## Exercise data
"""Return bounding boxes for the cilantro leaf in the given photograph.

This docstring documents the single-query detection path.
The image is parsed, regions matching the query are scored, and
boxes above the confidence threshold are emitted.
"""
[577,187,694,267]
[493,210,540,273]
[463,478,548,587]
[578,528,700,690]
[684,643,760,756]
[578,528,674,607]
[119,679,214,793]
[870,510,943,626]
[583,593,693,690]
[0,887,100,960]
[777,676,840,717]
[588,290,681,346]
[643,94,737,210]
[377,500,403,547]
---
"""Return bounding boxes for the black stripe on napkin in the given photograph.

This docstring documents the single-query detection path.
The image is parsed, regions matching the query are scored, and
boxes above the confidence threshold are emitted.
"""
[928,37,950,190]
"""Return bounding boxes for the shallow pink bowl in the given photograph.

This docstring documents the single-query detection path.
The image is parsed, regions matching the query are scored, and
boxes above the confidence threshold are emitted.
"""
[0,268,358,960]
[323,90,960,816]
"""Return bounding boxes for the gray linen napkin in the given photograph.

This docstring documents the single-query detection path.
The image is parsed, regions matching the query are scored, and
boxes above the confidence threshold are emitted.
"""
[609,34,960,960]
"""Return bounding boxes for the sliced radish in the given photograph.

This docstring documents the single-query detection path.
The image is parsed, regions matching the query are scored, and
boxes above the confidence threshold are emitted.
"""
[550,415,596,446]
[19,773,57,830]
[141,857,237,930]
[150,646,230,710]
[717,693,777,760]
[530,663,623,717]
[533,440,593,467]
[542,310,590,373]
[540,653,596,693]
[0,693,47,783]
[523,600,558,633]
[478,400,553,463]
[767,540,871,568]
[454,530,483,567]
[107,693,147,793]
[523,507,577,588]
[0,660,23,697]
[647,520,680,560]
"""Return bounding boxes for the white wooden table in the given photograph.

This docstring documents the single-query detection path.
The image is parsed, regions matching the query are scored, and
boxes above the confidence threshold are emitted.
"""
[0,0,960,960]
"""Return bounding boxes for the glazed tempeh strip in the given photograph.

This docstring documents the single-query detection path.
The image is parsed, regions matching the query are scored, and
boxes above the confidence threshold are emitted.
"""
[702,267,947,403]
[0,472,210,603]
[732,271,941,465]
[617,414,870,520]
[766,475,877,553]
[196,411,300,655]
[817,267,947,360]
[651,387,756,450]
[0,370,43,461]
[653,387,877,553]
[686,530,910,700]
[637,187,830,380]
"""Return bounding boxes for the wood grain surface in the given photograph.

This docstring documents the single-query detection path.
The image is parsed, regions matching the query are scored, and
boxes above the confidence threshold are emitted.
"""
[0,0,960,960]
...
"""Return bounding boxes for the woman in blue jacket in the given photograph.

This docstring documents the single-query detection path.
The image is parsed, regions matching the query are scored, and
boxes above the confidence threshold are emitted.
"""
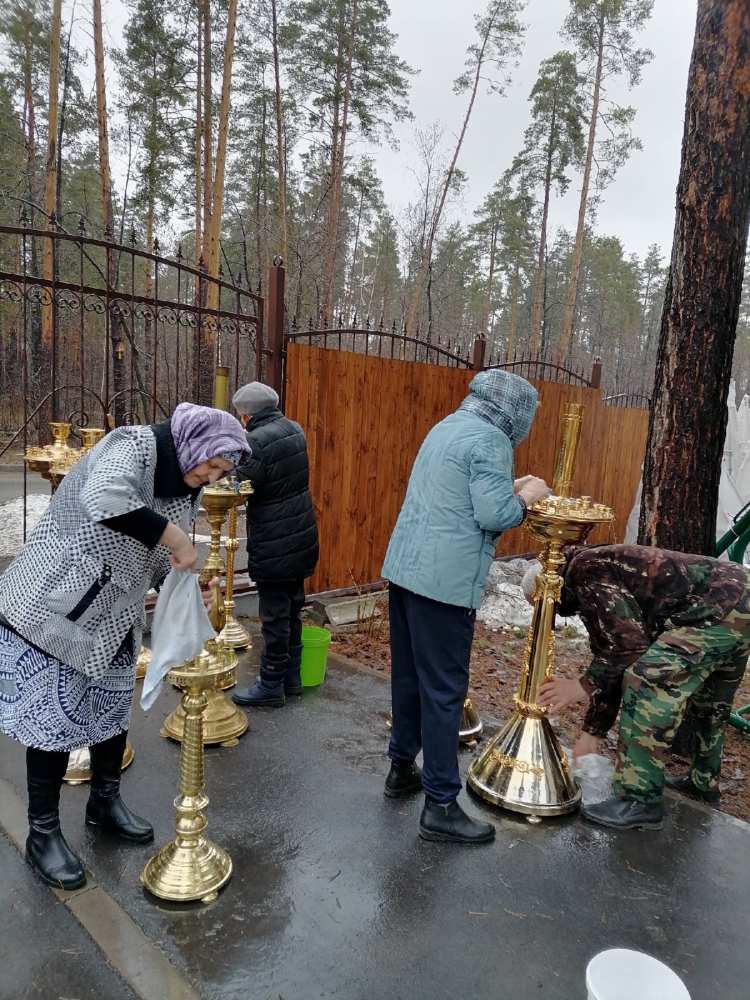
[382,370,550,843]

## To do
Copy the part of the listing that opens with the line containing "linen napkin in the given photograph." and closes with the line containing "[609,34,960,960]", with both of those lines included.

## Expected answer
"""Return bounding boxes for the gray linen napkin in the given photograph.

This docstring documents the single-query detection path.
The image is parsed, regions matching the query are scored, and
boxes above the confidence threshold are emitted.
"""
[609,34,960,960]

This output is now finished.